**Task instructions**
The entries follow. Print each one exactly.

** Opening Dataset extract block **

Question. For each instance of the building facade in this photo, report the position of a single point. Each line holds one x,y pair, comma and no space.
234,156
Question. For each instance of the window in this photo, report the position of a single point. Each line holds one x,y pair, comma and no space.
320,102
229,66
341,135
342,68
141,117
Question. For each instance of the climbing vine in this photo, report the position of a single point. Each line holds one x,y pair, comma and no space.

** Closing Dataset extract block **

**Final answer**
Question. For each instance of the building facade in this photo, report the position of a single point. Each line holds one x,y pair, comma and no space.
234,156
Question. For each instance of the window in this photo, report the position of a single point. Each line holds one x,y pair, comma and no space.
320,102
229,66
341,135
342,68
141,117
Question. For each instance of the climbing vine in this photo, report the position of a single point. Each line holds one x,y pair, comma and no space.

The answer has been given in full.